**Your task**.
Please write out the final portion of the records below exactly: the line containing "of the stack", every line after it, and nothing else.

# # # # #

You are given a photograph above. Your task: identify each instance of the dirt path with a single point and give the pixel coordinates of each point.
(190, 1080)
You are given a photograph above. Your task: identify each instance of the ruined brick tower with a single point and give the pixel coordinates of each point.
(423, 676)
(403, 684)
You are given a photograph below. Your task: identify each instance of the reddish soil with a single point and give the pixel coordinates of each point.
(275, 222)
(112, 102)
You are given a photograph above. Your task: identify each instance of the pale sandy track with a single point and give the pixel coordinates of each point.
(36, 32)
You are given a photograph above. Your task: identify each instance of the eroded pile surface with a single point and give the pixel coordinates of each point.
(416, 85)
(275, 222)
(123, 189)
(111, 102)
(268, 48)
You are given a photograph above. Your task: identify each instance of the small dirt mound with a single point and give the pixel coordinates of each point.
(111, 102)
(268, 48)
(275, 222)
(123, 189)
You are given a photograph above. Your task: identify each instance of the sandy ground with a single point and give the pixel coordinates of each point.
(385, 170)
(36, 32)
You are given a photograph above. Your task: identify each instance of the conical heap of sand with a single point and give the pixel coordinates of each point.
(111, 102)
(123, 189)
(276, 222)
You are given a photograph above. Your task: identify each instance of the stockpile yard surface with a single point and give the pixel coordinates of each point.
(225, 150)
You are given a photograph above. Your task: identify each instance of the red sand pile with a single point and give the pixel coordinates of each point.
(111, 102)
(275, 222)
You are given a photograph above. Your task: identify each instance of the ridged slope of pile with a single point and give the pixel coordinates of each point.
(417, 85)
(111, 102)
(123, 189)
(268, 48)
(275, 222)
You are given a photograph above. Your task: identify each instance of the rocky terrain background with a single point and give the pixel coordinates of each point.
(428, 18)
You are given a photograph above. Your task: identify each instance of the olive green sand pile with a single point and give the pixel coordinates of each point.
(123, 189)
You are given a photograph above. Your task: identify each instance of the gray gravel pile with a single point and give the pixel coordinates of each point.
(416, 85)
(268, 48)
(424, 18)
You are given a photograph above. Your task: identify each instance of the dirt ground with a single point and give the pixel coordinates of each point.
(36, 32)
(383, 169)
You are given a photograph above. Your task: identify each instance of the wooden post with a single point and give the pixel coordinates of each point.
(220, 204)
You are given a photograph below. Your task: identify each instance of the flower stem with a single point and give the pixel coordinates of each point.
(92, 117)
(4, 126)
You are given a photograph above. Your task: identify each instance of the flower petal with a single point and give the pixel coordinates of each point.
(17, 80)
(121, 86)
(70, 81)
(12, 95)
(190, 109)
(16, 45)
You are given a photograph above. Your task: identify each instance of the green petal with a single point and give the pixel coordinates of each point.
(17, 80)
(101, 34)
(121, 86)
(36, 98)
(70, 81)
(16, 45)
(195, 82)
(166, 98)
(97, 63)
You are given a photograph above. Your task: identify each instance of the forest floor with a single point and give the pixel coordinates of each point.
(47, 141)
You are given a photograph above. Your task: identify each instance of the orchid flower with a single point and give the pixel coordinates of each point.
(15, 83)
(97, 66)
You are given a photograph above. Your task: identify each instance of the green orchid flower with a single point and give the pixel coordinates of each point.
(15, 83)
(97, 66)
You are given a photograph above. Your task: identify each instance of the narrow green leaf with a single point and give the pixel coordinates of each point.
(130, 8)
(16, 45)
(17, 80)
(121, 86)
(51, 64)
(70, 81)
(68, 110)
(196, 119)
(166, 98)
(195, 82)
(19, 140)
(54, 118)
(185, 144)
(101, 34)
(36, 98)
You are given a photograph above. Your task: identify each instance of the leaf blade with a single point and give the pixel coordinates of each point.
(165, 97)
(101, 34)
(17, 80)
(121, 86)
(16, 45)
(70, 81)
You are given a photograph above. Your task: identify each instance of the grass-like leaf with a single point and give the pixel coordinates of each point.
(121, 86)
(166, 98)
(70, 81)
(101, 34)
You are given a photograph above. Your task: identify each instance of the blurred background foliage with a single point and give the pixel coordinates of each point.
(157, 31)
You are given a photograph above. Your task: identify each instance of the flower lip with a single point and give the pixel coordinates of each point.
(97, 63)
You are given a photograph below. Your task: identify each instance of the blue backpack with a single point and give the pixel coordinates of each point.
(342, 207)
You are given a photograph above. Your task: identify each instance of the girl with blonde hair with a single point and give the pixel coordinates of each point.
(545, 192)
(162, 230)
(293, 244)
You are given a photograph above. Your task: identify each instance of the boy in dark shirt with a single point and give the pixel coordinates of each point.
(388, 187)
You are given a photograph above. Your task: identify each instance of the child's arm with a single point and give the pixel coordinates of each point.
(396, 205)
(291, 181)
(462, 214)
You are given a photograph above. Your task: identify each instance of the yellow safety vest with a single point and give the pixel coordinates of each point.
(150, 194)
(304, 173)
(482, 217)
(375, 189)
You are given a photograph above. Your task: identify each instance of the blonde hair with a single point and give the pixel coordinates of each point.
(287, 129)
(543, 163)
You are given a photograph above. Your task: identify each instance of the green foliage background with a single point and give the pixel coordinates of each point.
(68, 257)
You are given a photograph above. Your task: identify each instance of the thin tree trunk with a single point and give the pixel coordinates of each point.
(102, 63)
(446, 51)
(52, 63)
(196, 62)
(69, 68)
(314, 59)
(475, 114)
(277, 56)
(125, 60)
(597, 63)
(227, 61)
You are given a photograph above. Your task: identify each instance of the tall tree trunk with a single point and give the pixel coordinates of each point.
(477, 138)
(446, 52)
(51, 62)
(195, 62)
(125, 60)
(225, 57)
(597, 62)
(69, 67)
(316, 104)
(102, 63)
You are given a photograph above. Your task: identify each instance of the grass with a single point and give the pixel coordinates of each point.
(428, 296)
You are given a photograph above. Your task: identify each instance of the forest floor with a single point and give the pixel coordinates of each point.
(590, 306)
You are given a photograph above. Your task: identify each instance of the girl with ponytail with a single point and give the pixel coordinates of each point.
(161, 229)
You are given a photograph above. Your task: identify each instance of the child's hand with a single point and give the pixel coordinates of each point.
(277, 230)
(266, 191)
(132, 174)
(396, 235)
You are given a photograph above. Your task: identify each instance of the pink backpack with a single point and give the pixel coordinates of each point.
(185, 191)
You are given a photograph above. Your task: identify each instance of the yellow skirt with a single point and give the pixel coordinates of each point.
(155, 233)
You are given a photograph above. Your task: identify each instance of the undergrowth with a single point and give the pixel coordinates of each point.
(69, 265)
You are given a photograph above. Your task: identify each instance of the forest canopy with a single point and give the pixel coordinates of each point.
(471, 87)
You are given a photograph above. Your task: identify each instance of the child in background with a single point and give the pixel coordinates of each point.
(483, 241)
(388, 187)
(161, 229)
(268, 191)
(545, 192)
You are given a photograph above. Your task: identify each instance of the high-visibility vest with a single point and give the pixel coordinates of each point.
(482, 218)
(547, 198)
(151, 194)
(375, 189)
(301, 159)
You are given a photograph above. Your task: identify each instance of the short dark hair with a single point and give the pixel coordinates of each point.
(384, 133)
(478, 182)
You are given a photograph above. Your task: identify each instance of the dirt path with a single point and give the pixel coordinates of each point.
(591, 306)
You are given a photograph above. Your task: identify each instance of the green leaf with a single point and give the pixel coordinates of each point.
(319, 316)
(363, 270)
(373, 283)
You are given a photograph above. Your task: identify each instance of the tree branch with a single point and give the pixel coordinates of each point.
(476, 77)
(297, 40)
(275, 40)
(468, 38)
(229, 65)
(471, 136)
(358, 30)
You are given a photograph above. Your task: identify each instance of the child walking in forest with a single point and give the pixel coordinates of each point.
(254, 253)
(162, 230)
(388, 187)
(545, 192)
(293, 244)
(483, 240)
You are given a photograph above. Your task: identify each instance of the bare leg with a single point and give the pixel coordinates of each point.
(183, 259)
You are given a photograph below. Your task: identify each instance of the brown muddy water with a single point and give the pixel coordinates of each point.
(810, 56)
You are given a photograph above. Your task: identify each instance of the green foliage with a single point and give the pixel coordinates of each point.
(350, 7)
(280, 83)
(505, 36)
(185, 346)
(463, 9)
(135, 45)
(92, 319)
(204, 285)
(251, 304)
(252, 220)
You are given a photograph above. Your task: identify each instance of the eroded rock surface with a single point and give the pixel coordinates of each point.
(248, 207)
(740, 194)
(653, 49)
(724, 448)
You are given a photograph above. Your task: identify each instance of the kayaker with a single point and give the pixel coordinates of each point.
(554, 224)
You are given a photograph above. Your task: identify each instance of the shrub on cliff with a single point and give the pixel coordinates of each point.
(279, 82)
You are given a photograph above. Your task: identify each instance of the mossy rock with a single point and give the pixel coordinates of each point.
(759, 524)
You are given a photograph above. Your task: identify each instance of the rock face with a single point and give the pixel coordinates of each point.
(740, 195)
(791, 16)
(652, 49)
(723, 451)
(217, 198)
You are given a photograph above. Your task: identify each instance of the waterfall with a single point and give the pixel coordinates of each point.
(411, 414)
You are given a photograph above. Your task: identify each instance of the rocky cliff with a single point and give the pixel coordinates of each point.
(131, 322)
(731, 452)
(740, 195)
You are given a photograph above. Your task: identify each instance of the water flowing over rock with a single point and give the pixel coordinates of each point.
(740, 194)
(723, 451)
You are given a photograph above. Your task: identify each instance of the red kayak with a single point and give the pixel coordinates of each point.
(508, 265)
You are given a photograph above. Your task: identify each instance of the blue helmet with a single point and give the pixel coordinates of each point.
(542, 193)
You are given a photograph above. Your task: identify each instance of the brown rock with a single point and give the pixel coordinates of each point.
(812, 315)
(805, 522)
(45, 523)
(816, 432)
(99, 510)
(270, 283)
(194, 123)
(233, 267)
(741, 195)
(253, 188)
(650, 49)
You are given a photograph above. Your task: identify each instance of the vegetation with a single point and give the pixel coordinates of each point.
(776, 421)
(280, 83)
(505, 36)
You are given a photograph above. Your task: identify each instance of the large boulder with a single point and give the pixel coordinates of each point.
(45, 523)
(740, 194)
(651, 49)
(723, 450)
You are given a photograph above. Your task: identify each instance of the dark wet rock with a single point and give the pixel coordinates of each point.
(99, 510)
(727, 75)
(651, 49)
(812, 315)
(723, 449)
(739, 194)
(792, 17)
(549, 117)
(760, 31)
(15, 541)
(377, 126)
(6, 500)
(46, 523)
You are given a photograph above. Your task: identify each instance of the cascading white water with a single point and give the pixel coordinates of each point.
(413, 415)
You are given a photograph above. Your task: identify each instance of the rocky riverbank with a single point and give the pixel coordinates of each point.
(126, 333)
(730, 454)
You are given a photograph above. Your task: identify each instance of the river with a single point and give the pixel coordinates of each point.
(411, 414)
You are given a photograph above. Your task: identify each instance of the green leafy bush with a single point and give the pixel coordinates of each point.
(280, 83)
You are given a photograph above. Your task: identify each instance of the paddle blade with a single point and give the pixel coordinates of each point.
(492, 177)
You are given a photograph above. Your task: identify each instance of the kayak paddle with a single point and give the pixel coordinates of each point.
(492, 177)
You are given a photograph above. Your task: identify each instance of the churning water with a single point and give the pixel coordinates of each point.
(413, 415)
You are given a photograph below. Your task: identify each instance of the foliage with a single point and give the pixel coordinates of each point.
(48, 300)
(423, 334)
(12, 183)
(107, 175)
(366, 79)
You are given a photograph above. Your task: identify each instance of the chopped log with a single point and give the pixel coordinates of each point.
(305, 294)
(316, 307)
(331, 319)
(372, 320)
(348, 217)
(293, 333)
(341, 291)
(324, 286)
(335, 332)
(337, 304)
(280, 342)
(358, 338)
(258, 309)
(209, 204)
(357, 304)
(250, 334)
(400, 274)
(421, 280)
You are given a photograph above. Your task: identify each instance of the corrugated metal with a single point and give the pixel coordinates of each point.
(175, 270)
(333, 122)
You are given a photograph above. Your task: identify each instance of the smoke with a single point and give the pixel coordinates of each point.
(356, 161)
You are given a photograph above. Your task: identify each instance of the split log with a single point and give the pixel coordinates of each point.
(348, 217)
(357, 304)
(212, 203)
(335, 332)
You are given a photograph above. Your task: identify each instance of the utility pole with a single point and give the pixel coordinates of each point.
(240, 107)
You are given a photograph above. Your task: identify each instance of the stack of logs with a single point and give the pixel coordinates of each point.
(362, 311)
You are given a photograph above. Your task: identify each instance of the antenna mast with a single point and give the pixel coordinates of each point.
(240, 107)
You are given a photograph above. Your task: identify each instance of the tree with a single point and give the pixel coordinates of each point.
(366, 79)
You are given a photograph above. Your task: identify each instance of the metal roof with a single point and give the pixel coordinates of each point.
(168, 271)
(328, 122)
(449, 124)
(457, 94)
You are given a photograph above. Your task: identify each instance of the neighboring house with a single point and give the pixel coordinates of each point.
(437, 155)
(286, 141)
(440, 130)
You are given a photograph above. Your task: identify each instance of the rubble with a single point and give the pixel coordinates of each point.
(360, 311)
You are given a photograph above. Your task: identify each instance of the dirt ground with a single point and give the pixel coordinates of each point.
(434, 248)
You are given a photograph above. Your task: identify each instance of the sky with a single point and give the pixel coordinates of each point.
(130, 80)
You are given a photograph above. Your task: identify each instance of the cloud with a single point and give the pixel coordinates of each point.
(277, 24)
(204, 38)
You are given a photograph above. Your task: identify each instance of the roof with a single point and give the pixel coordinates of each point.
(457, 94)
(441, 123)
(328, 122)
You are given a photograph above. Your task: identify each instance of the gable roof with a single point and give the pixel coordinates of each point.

# # # # #

**Task response**.
You are given a photograph above. Your task: identify each instance of the stack of logs with a single point and give the pixel coordinates of each point.
(362, 311)
You are given a photograph above. Your task: identify each instance of the antenna mast with a single point and give the pixel coordinates of each point.
(240, 107)
You are given a photograph above. Your task: identify each instance of the tree with a single point and give the pixel coordinates of each point.
(366, 79)
You are given a photograph above. Your task: identify each instance of the metal roof with a single point and give the pixel coordinates of each point.
(168, 271)
(328, 122)
(449, 124)
(457, 94)
You are given a photograph above. Your task: identify each instance of the neighboring house with a single point and give the pixel coordinates of each point.
(437, 155)
(286, 141)
(440, 130)
You are given a photograph above. Your task: identify each instance of the rubble with a single point and give the pixel coordinates of each point.
(360, 311)
You are given a photograph above. Your task: identify each instance of the dirt ground with a single point and give the pixel coordinates of each point.
(434, 248)
You are given a photograph above. Your task: identify each instance of the sky with a single point and give the pixel coordinates of each point.
(130, 80)
You are given a photograph above. Your task: identify each instance of the cloud with a single point and give the pixel coordinates of each point.
(277, 24)
(204, 38)
You are given a photograph above. Your task: identify each instance of the roof with a single point and give the pixel coordinates of each point.
(457, 94)
(441, 123)
(328, 122)
You are given a photograph above. Your task: identify each instance of the gable roof with a single point and give the pixel coordinates of each point.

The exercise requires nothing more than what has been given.